Top of Data in this exercise

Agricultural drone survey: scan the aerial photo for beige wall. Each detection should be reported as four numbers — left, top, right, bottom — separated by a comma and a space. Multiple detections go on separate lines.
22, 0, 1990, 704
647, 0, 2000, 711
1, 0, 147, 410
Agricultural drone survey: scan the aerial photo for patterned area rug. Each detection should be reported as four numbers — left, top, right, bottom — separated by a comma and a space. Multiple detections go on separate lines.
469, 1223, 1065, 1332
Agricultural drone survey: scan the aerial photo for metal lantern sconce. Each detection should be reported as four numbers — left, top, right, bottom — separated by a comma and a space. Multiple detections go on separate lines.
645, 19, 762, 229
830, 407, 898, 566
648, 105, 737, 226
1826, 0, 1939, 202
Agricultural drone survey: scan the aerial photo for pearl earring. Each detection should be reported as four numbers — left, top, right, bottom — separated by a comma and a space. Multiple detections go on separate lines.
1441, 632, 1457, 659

Bottom of Data in this exercise

Task directions. Every entry above must be reproduced exactly.

Written reply.
Agricultural drone survey: scan the aerial photo for beige wall. Each detection should be reported as four numbers — left, top, right, bottom — separated by a comma and a space. Multiple detections go on separate lines.
22, 0, 1990, 704
647, 0, 2000, 711
1, 0, 147, 410
Agricultural drone survey: scan the aerial photo for patterned area rug. Each detection should be reported as four numbers — left, top, right, bottom — separated by a comma and a space. Multiple detections go on separate lines.
469, 1223, 1065, 1332
Agricultural drone survey: scan the aerial photo for metal lantern sconce. Each detection should be reported as four numbers — left, top, right, bottom — separated by a comma and a space. Multiple detections go on separate lines.
645, 19, 762, 229
830, 407, 898, 566
648, 105, 737, 226
1826, 0, 1939, 202
Agricultural drone survey: scan the aerial photo for pearl earring. Each detection should be reported as four numbers — left, top, right, bottom — separated by a comma and a space. Multiple detections go on separate lines.
1441, 632, 1457, 659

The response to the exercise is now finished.